[BEGIN]

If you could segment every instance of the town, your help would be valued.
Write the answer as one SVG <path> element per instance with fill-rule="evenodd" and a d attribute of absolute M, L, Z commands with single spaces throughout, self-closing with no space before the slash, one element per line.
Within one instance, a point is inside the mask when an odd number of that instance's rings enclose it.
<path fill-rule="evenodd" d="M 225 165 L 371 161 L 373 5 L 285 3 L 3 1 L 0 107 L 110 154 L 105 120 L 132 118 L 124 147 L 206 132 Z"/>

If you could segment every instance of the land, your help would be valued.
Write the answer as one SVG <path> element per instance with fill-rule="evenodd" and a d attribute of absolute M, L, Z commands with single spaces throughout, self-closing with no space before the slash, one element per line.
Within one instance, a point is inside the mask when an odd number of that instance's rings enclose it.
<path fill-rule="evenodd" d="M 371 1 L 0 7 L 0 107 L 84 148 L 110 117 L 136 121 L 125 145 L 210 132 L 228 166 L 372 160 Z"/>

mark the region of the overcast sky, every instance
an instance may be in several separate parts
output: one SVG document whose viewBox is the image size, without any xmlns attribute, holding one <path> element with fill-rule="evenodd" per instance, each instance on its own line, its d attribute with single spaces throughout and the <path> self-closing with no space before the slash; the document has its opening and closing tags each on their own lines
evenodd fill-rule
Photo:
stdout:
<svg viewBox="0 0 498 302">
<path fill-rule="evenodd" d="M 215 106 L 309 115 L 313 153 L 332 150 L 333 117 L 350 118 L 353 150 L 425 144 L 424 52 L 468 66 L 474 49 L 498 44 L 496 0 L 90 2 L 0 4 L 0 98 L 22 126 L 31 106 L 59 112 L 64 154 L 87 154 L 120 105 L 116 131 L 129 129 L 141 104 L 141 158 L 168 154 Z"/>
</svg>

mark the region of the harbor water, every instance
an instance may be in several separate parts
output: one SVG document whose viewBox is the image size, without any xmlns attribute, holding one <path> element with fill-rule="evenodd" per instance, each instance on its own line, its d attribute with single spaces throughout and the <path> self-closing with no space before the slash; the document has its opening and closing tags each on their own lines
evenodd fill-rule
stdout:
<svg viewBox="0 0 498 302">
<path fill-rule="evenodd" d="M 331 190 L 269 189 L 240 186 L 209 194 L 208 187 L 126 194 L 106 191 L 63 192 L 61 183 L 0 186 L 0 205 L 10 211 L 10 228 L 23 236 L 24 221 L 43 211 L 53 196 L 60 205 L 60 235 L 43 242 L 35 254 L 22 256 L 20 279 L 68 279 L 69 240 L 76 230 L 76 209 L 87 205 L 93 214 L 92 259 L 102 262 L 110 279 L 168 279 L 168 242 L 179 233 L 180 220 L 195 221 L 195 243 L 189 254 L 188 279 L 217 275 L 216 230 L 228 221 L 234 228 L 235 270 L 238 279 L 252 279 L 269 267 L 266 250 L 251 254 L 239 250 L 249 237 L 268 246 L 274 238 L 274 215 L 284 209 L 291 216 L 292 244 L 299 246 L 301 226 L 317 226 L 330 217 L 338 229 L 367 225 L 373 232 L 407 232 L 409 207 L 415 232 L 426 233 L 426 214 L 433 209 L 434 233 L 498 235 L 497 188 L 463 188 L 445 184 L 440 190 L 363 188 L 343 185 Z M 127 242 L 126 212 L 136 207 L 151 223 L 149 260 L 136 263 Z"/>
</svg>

[END]

--- Task to carry out ---
Reproduce every line of the entries above, substituting "one space" for each occurrence of "single spaces" and leaving all other text unchanged.

--- Reply ---
If you could segment every instance of the town, your help would be valued.
Write the answer as one SVG <path> element per instance with fill-rule="evenodd" and a d attribute of absolute M, L, Z commands with one space throughout, self-closing with no space before the slash, one element per line.
Within one instance, a point is inside the mask when an odd number of that instance's rings enclose it.
<path fill-rule="evenodd" d="M 225 165 L 371 161 L 373 5 L 285 3 L 3 1 L 0 107 L 110 154 L 105 120 L 132 118 L 124 147 L 206 132 Z"/>

If you could segment every instance of the land, your help would be valued.
Write the answer as one SVG <path> element per instance with fill-rule="evenodd" and a d attribute of absolute M, L, Z commands with one space throughout, self-closing with no space before the slash, one element per line.
Within one instance, a point is inside the mask when an odd number of that instance's rings enclose it.
<path fill-rule="evenodd" d="M 371 1 L 0 7 L 0 107 L 84 148 L 110 117 L 136 121 L 125 145 L 210 132 L 228 166 L 372 160 Z"/>

mark the region of the overcast sky, every instance
an instance may be in several separate parts
output: one SVG document whose viewBox is the image size, without any xmlns attribute, holding one <path> element with fill-rule="evenodd" per instance, each instance on its own line, its d attribute with one space throughout and the <path> self-closing with no space before the slash; the document has its opening and closing tags each on their own lines
evenodd fill-rule
Photo:
stdout:
<svg viewBox="0 0 498 302">
<path fill-rule="evenodd" d="M 215 106 L 309 115 L 313 153 L 332 150 L 333 117 L 350 118 L 353 150 L 425 144 L 424 52 L 468 66 L 474 49 L 498 44 L 496 0 L 90 2 L 0 4 L 0 98 L 22 126 L 31 106 L 59 112 L 64 154 L 87 154 L 120 105 L 116 131 L 129 129 L 141 104 L 141 158 L 168 154 Z"/>
</svg>

mark the region of the harbor water, every instance
an instance may be in several separate parts
output: one SVG document whose viewBox is the image size, without any xmlns attribute, holding one <path> element with fill-rule="evenodd" per instance, each instance on its own line, its d attribute with one space throughout and the <path> self-closing with no space before the slash; the document has its opening and closing tags each on their own lines
evenodd fill-rule
stdout:
<svg viewBox="0 0 498 302">
<path fill-rule="evenodd" d="M 331 190 L 269 189 L 240 186 L 209 194 L 208 187 L 126 194 L 106 191 L 63 192 L 61 183 L 0 186 L 0 205 L 10 211 L 10 228 L 23 236 L 24 221 L 43 211 L 53 196 L 60 205 L 60 235 L 43 242 L 35 254 L 22 256 L 20 279 L 68 279 L 69 240 L 76 230 L 76 209 L 87 205 L 93 214 L 92 259 L 102 262 L 110 279 L 168 279 L 168 242 L 179 233 L 180 220 L 195 221 L 195 243 L 189 254 L 188 279 L 217 275 L 216 230 L 228 221 L 234 228 L 235 270 L 238 279 L 252 279 L 269 267 L 266 250 L 251 254 L 239 250 L 249 237 L 268 246 L 274 238 L 274 215 L 284 209 L 291 216 L 292 244 L 299 246 L 301 226 L 317 226 L 330 217 L 338 229 L 367 225 L 373 232 L 407 232 L 409 207 L 415 232 L 426 233 L 426 214 L 433 209 L 434 233 L 498 235 L 497 188 L 463 188 L 445 184 L 440 190 L 363 188 L 343 185 Z M 127 242 L 126 212 L 136 207 L 151 223 L 149 260 L 136 263 Z"/>
</svg>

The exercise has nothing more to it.